REQUIREMENT: Reproduce the lines below verbatim, keeping every character unchanged.
□ □ □
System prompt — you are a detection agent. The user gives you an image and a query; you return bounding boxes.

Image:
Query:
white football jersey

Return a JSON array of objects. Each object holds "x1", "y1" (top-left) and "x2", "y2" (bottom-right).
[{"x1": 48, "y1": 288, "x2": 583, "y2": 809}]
□ □ □
OUTPUT FOR THIS TASK:
System prompt — you are a detection agent. The user gives you an image and a query; you return bounding boxes.

Image:
Query:
white football jersey

Return a JSON array of objects. Each object holds "x1", "y1" (top-left) and "x2", "y2" (bottom-right).
[{"x1": 48, "y1": 288, "x2": 583, "y2": 809}]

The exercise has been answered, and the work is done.